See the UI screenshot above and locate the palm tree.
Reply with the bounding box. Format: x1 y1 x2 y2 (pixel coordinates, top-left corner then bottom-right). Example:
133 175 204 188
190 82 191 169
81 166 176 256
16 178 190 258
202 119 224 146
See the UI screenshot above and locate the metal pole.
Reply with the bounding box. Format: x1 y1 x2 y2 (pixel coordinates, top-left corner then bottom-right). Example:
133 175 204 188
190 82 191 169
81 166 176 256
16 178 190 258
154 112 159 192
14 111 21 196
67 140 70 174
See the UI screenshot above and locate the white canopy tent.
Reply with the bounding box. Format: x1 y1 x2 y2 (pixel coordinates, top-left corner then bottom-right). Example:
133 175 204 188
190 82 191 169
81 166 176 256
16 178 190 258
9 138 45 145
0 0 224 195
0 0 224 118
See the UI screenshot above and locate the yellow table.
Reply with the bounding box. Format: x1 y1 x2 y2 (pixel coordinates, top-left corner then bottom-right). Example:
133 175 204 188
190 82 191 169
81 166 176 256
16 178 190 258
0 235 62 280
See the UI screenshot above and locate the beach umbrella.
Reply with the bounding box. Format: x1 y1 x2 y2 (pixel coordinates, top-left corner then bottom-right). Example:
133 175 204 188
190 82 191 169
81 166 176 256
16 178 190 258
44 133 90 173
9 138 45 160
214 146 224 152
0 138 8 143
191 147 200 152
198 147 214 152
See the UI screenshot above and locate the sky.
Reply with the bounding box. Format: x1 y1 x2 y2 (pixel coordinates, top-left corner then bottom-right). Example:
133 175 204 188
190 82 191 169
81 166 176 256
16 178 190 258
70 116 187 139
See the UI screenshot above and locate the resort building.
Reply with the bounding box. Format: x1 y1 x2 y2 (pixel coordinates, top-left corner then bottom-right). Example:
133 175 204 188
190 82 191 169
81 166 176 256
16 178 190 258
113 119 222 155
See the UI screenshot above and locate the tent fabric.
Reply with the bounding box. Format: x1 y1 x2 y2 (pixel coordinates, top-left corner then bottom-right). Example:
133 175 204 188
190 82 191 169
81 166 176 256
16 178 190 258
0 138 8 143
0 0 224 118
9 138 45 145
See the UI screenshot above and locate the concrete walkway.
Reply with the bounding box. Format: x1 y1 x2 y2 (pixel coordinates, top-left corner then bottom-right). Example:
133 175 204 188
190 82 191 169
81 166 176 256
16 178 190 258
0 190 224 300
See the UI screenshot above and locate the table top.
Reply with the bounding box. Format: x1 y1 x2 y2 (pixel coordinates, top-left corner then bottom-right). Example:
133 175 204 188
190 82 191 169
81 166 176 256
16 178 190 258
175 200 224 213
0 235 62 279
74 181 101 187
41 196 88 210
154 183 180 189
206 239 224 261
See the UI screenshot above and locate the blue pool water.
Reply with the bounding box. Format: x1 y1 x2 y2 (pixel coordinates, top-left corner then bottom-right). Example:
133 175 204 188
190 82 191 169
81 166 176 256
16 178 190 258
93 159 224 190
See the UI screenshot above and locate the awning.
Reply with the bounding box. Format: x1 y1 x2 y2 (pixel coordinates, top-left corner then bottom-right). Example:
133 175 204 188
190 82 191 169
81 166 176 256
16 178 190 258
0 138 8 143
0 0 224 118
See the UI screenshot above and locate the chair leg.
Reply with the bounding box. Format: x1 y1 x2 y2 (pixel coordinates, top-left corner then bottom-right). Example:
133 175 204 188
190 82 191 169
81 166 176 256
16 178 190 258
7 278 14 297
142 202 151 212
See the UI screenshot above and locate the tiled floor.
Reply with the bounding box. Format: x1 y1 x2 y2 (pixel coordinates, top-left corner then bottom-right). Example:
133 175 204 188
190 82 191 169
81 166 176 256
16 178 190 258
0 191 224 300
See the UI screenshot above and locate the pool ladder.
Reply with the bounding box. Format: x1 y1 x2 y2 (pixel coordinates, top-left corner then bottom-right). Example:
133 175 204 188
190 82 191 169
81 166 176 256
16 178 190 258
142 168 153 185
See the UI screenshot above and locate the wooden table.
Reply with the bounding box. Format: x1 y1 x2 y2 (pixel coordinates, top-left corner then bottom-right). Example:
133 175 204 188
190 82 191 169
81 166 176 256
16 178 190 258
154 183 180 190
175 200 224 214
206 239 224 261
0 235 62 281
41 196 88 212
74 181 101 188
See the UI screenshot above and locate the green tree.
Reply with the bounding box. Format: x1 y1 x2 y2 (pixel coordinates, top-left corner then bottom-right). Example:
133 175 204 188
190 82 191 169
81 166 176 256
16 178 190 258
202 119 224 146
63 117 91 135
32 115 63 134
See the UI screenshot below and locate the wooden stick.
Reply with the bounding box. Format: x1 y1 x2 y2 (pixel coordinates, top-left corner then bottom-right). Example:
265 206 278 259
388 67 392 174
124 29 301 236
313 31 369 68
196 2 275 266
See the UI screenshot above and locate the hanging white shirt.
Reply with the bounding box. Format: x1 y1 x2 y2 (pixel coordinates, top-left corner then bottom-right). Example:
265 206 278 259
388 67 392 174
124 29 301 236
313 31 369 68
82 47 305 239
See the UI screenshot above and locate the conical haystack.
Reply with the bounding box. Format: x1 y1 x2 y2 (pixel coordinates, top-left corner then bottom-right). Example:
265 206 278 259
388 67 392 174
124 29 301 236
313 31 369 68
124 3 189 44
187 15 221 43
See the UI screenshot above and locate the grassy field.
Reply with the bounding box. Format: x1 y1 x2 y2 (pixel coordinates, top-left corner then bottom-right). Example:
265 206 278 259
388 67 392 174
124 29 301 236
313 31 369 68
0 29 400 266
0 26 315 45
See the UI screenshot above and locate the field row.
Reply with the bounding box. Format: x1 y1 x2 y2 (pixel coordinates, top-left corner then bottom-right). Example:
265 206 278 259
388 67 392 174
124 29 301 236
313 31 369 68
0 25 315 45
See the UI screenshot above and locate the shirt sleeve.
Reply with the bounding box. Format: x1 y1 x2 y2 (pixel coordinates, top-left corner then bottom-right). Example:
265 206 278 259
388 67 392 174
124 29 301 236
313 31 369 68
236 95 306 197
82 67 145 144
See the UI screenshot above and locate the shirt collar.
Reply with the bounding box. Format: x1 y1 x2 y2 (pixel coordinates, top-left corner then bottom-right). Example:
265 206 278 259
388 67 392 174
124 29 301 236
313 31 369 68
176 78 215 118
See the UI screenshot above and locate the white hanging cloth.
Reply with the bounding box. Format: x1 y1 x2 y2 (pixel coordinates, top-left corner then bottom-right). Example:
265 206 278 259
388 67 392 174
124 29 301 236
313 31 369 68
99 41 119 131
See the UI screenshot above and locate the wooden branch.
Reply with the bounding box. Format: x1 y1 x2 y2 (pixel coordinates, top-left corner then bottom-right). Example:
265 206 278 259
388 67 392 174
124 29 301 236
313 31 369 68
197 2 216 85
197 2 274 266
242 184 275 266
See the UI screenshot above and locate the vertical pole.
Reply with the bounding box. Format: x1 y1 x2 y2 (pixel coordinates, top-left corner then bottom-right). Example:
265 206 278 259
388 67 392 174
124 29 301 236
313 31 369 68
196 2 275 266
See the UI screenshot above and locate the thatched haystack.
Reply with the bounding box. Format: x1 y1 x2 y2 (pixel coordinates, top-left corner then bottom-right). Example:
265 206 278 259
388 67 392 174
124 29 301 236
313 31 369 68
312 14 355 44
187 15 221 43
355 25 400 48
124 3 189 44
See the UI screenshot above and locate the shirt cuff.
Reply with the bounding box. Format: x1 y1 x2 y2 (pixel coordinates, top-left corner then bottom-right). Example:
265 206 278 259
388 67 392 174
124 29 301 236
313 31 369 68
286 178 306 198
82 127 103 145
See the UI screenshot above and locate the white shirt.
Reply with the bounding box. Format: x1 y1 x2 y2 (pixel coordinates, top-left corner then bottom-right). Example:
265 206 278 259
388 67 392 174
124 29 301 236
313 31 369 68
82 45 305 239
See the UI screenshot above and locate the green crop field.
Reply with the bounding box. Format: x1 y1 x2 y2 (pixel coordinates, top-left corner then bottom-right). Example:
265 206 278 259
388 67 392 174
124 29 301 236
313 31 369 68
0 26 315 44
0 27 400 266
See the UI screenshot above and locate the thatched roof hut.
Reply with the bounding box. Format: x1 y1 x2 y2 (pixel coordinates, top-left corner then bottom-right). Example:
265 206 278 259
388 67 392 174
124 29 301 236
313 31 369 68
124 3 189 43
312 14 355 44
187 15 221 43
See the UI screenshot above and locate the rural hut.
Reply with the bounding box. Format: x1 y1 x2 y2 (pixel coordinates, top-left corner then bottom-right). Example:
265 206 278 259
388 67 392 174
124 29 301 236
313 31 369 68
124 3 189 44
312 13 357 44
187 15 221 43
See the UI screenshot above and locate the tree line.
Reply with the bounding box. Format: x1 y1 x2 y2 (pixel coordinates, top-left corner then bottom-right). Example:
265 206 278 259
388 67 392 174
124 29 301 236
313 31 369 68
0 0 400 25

=======

| Task requirements |
Retype the rows word for word, starting with the line that contains "See the UI screenshot above and locate the white shirt." and going on through the last line of the rows.

| Reply |
See the UI screenshot above and locate the white shirt.
Reply with the bounding box. Format: x1 y1 x2 y2 (pixel coordinates, top-left corner then bottom-right). Example:
265 206 278 259
388 67 392 174
124 29 301 236
313 31 369 68
82 45 305 239
See the UI screenshot above and locate the green crop field.
Reply with the bounding box. Format: x1 y1 x2 y2 (pixel coordinates, top-left corner then bottom-right). Example:
265 206 278 259
388 67 392 174
124 29 301 236
313 31 369 68
0 26 315 44
0 27 400 266
See the UI screenshot above and locate the thatched roof hut.
Reply with the bounding box. Format: x1 y1 x2 y2 (pixel coordinates, top-left corner then bottom-right). Example:
265 206 278 259
388 67 392 174
124 29 301 236
313 31 369 68
124 3 189 43
312 14 355 44
187 15 221 43
See the UI screenshot above and locate the rural hut.
Reply with the bounding box. Format: x1 y1 x2 y2 (pixel coordinates, top-left corner then bottom-right). Example:
265 206 278 259
388 67 392 174
124 29 301 236
313 31 369 68
124 3 189 44
312 13 357 44
187 15 221 43
See the UI screenshot above and locate the tree line.
Reply with the bounding box. Format: x1 y1 x2 y2 (pixel coordinates, top-left corner then bottom-right). Example:
265 206 278 259
388 67 392 174
124 29 301 236
313 31 369 68
0 0 400 25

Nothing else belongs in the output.